I have a question for you: In your opinion is daily stock price movement random? If not, how do you filter out the noise to find the "signal"? Thank you.
ironchef, the more I see, analyze, and attempt to diagnose, the less random it appears to me. When the market moves differently than I anticipate, it is almost always because I did not see a support/resistance level at a higher time frame, or a less obvious one at the local time frame, or because I failed to see some other aspect of a market model I have been gradually, painfully, ecstatically developing. In the model I've arrived at, every bar has some kind of meaning, at the least related to the overall context -- to deem that a bar is noise is in my view presumptive. Whether a bar is tradable has to do with context. The decision not to trade a bar does not mean that the bar is untradeable, nor does it mean that it is noise.
Thank you for your thoughtful reply. I just don't know how to take advantage of the situation you described. When I analyzed day to day stock price movement, they seemed more random than not (but did have "fat tails").
Have you considered only trading stocks that are "one-off"/"in play"? For example, stocks that are gapping, trending strongly, unusually high momentum, etc. They tend to have much clearer signals than random stocks that are just moving with the market, no catalyst, have ho-hum daily charts.
I suggest that the question of whether the market is random may not be relevant to trading: Consider a luxury helicopter commuter who makes daily shuttles to Manhattan -- every morning s/he moves 50 miles in one direction and ends the day moving the same distance in the opposite direction. No net change. Random? Yet somehow the commercial pilot and the commuter company make livelihoods from this "random" movement, which also enables the commuter to do so. Of course maybe the commuting context is not actually random -- at the outset there are 2 fixed end points which are relatively stable and touched at about the same times every day. But perhaps the market is like that too, if you can find where/when to look ?
Yes, a day trader learns to trade in any environment. However, there are period when trading is difficult...constricted ranges lacking directional impulse but from contraction comes expansion. Patience and discipline need to be in your tool kit. Knowing when not to enter a position is a trading decision and often a good one. Oh and pay little if any attention to those who sound like stock brokers and not traders.

• **THE PROBLEM**: In the discussion of daily stock price movement, what kind of decision is knowing when not to enter a position?

• **Stored data**:
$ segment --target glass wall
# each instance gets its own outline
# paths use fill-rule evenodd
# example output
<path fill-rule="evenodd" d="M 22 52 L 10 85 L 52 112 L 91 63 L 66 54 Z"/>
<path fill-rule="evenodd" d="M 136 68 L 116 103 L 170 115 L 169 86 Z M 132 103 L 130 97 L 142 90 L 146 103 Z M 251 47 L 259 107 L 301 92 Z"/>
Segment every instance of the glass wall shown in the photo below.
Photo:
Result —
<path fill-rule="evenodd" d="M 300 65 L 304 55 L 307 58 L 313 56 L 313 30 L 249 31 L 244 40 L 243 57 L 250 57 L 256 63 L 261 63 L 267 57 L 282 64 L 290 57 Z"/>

• **RESULT FOR THIS EXERCISE**: It is a trading decision, and often a good one.